* BEGIN *

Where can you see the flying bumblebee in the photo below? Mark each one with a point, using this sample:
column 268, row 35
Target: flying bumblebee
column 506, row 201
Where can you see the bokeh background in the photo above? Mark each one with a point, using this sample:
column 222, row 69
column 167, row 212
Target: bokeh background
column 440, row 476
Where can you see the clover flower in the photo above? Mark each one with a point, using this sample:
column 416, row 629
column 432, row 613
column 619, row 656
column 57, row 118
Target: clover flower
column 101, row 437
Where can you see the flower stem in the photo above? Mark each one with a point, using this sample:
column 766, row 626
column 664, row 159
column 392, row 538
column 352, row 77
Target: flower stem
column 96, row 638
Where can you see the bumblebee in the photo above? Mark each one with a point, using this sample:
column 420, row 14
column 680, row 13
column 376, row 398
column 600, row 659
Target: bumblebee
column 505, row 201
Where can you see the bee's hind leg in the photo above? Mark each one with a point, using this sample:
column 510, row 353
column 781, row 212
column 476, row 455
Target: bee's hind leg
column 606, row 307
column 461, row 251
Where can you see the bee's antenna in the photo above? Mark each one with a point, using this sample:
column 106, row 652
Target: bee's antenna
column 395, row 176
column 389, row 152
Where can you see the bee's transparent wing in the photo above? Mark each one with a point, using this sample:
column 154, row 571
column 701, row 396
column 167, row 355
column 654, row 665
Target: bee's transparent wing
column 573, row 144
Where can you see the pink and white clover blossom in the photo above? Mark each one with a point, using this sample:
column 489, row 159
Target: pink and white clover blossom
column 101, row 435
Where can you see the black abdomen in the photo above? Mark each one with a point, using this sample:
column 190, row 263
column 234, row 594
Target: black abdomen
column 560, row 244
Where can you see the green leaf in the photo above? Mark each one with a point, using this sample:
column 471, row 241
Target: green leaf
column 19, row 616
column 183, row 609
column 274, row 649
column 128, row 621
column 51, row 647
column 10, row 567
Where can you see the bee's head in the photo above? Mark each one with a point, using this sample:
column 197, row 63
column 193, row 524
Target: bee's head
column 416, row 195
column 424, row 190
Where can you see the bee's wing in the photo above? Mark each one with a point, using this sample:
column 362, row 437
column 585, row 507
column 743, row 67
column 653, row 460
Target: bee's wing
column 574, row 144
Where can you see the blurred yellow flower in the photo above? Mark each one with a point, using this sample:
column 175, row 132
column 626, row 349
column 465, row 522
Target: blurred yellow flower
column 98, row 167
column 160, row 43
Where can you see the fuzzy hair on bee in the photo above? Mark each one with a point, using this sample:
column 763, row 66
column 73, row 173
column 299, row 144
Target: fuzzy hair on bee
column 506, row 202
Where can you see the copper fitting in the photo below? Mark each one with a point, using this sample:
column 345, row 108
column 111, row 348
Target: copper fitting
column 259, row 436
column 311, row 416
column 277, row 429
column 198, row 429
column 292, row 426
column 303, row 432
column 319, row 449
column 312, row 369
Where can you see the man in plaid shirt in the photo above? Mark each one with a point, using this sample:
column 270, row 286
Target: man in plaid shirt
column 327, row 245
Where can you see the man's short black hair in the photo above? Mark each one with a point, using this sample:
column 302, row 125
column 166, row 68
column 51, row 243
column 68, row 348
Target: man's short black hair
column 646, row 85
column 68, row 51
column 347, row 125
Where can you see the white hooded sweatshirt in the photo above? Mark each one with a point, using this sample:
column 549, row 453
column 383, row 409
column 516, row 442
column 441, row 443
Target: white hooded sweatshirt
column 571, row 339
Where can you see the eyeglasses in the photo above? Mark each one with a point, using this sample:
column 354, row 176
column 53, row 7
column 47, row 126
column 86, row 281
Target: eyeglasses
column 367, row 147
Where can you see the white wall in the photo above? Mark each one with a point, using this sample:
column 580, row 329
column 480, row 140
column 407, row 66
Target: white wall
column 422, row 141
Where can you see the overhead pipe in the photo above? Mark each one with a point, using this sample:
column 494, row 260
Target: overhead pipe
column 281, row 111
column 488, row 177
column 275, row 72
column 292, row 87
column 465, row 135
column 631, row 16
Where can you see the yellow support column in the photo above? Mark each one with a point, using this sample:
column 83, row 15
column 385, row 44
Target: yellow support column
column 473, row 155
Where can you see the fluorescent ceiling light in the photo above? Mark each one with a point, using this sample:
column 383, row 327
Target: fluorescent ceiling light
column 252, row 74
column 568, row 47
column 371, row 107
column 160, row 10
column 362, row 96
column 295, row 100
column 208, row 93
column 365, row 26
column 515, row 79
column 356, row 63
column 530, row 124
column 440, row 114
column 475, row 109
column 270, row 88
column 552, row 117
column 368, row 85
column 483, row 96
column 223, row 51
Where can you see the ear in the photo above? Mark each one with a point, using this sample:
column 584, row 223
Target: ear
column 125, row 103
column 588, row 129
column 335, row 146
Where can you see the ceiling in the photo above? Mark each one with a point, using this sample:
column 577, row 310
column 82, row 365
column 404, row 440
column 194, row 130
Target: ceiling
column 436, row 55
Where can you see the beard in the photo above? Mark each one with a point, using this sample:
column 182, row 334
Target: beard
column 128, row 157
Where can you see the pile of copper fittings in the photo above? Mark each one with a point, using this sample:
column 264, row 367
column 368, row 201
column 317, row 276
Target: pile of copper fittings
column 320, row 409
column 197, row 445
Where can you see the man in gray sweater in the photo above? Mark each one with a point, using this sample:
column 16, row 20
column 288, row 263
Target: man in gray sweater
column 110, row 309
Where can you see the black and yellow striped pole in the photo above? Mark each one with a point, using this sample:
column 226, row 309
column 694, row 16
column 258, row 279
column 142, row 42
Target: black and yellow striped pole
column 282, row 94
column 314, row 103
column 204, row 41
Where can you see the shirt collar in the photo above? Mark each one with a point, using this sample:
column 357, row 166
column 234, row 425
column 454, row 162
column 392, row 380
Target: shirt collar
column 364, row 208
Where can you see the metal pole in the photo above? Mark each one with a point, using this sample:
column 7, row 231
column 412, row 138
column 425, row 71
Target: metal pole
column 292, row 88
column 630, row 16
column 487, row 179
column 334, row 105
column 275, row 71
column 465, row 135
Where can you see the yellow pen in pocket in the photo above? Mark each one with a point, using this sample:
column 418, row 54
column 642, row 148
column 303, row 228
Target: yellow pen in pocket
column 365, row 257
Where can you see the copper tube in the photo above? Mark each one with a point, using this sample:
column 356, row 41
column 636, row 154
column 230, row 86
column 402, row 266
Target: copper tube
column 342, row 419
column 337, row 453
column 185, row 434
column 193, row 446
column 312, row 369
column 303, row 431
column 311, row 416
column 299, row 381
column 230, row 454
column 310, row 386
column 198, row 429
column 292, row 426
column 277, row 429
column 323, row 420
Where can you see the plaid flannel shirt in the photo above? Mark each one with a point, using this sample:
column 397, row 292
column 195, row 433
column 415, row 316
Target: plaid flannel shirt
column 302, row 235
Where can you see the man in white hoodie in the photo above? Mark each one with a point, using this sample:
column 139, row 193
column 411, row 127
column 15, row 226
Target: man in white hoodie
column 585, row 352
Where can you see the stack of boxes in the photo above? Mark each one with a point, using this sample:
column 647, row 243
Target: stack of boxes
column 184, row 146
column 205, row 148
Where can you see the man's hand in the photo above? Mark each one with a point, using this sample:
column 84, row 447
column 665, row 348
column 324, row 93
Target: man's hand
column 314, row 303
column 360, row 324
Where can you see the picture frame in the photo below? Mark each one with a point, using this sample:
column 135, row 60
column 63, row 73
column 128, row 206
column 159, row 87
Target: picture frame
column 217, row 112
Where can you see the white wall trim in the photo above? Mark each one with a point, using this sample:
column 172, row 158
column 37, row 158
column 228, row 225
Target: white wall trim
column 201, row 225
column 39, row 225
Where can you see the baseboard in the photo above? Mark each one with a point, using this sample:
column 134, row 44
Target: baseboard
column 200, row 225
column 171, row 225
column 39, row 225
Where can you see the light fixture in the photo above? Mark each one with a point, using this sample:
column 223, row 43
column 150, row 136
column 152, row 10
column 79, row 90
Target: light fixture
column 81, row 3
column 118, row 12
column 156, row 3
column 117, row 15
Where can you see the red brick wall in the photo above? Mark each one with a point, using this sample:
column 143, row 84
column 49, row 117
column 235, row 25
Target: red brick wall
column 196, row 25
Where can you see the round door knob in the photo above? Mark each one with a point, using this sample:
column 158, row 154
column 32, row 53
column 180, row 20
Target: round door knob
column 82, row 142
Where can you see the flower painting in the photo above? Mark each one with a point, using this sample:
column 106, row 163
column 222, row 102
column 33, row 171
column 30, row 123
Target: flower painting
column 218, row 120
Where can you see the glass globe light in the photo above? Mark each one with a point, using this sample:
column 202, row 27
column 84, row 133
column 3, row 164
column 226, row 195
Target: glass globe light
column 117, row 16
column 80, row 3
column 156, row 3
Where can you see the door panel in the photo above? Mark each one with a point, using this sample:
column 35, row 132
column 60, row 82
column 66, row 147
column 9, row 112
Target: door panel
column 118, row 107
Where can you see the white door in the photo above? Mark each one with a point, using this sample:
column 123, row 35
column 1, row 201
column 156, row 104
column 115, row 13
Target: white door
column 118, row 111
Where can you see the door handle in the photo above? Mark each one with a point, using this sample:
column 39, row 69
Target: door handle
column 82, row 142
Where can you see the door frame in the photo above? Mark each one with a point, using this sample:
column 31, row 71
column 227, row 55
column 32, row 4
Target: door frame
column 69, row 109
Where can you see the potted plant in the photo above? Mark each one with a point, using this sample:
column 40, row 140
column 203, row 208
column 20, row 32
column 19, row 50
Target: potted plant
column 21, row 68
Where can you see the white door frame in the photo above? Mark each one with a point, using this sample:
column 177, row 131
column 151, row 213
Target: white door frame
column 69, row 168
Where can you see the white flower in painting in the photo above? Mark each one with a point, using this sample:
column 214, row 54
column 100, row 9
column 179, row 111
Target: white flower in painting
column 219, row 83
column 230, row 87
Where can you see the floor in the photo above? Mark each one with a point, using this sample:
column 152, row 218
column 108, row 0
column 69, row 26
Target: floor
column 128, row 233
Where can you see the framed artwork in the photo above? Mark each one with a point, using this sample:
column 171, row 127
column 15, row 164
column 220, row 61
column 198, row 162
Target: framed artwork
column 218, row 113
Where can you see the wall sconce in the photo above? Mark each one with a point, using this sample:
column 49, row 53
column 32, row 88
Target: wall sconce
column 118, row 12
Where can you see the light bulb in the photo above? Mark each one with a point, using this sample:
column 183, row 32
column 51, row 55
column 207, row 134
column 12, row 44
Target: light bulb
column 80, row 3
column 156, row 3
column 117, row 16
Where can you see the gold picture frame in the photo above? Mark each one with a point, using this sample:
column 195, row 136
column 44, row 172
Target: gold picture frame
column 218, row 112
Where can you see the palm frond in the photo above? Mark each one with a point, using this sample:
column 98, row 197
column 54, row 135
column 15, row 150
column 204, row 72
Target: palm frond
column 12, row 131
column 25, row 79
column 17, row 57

* END *

WHAT THE TASK REQUIRES | Retype the lines of the listing from the line with "Where can you see the ear" up to and including the line with "column 197, row 445".

OUTPUT OF THE TASK |
Where can you see the ear in the photo above? Mark each one with a point, using this sample:
column 584, row 223
Target: ear
column 125, row 103
column 588, row 129
column 335, row 146
Where can you see the ceiling in the photo above? Mark each one with a point, using this sample:
column 577, row 310
column 82, row 365
column 404, row 440
column 194, row 130
Target: ceiling
column 436, row 55
Where can you see the beard in the photo above? Mark each one with a point, using this sample:
column 182, row 334
Target: beard
column 128, row 157
Where can you see the pile of copper fittings in the photo above? Mark each one with a point, using this sample:
column 264, row 367
column 368, row 201
column 317, row 276
Target: pile of copper fittings
column 320, row 409
column 197, row 445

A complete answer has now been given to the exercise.